Both the line below containing "drop a point: the hedge along riverbank" and the line containing "drop a point: the person walking", along with every line between them, should be repeated exactly; no other line belongs in the answer.

*** Opening Exercise data ***

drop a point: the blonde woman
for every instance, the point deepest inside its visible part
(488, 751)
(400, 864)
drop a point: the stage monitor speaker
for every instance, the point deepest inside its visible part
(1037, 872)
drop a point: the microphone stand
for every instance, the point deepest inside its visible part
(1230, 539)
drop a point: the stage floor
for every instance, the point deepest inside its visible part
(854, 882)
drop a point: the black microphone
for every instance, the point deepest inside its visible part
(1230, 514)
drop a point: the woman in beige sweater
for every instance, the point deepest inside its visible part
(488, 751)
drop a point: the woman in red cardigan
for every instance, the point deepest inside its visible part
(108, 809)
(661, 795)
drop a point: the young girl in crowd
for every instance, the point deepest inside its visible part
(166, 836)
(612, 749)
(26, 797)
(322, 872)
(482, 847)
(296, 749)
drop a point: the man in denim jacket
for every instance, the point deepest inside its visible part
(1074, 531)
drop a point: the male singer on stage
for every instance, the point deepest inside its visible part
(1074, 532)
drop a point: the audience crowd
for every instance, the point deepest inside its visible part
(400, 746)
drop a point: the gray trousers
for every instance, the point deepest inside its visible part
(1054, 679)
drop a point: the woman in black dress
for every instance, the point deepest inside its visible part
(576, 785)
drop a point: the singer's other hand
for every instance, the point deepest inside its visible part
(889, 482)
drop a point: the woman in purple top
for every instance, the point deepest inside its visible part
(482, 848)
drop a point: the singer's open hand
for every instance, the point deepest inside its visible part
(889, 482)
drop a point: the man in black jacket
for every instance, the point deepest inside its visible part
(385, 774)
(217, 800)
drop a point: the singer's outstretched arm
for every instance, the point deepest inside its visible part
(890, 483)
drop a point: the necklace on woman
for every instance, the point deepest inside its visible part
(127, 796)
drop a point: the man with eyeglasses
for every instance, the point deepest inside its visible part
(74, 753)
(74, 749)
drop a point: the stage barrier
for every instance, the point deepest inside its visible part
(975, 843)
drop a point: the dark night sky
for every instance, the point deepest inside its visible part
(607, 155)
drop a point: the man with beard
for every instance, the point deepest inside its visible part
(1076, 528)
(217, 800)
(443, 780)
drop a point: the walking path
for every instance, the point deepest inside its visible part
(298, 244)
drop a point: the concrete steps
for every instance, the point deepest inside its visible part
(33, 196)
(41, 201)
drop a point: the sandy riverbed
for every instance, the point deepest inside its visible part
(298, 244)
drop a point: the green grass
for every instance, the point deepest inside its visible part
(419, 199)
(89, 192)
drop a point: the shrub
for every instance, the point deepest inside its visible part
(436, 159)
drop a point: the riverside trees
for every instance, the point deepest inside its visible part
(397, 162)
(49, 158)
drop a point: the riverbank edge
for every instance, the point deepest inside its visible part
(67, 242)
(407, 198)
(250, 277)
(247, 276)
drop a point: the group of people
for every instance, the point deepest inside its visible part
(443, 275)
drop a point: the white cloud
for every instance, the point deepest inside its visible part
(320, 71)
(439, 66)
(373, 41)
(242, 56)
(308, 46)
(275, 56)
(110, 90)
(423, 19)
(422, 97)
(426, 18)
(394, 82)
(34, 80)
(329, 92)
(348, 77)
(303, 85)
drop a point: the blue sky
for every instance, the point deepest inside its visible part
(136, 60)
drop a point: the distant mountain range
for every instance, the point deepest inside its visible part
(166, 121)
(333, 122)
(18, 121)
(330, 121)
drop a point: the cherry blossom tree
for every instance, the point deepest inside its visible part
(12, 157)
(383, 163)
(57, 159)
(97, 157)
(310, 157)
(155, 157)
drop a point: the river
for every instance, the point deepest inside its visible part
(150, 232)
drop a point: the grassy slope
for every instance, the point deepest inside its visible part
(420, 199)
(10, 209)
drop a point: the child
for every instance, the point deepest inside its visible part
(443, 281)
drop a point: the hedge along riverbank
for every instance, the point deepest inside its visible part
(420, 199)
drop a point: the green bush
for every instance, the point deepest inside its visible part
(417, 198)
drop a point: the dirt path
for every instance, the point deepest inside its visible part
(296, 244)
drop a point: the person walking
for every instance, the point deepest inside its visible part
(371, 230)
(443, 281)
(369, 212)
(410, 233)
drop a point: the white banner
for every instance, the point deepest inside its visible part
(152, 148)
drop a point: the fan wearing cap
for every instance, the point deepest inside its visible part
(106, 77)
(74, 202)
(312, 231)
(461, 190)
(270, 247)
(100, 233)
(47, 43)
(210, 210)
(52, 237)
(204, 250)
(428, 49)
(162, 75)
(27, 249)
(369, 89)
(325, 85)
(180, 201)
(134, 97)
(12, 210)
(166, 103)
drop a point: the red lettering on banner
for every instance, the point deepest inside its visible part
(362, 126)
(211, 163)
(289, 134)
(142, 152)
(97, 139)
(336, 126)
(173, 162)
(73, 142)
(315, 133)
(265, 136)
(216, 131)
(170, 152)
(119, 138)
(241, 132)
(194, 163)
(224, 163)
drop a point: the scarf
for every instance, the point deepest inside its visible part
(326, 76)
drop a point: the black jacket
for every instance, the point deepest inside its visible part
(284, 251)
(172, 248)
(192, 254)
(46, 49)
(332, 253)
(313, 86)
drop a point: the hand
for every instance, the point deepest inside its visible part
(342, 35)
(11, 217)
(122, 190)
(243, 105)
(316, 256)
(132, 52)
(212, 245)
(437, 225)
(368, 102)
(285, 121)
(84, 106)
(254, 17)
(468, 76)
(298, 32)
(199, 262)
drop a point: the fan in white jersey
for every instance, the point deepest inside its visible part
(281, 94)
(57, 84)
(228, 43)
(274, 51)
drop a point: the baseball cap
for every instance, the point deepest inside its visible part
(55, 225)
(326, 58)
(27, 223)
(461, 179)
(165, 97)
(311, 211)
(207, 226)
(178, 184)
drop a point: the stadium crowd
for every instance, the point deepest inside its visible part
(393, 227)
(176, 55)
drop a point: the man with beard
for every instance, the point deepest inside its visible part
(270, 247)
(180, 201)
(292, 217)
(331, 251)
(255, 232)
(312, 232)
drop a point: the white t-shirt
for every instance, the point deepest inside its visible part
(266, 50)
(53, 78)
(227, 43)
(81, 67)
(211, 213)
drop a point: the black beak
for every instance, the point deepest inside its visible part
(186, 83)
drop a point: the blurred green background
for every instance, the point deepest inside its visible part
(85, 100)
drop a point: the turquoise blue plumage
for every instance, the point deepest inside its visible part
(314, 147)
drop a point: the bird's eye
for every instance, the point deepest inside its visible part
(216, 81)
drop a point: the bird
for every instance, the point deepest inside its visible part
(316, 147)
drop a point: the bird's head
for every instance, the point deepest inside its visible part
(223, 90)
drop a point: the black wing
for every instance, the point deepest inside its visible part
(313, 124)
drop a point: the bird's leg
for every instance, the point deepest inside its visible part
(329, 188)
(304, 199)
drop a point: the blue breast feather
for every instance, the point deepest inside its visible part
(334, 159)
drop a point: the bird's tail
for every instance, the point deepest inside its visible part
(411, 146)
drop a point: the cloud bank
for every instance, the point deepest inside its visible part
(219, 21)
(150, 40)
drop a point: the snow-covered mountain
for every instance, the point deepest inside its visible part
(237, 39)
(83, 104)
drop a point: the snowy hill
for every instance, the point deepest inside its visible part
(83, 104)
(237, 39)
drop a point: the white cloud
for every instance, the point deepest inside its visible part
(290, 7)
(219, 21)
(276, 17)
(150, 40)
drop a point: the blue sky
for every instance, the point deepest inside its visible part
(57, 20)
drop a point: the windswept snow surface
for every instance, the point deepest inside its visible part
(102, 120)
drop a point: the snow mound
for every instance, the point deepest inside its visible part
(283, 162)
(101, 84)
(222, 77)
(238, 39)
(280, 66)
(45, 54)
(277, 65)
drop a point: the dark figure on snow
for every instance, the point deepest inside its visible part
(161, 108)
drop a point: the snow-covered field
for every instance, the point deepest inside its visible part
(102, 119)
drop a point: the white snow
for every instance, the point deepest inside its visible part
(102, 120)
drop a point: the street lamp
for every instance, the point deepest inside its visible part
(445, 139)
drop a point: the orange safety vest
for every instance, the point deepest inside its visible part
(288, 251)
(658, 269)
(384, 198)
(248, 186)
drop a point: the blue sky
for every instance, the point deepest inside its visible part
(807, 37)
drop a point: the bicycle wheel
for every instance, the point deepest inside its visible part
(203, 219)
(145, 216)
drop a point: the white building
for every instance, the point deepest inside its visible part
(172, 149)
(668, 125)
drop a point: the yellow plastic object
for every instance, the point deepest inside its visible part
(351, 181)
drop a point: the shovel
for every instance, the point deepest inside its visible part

*** Closing Exercise data ***

# [Reply to the exercise]
drop a point: the hedge along riverbank
for every instance, the point deepest inside its visible part
(420, 199)
drop a point: the green bush
for every instance, the point deepest inside its visible part
(417, 198)
drop a point: the dirt path
for every instance, the point deepest inside its visible part
(296, 244)
drop a point: the person walking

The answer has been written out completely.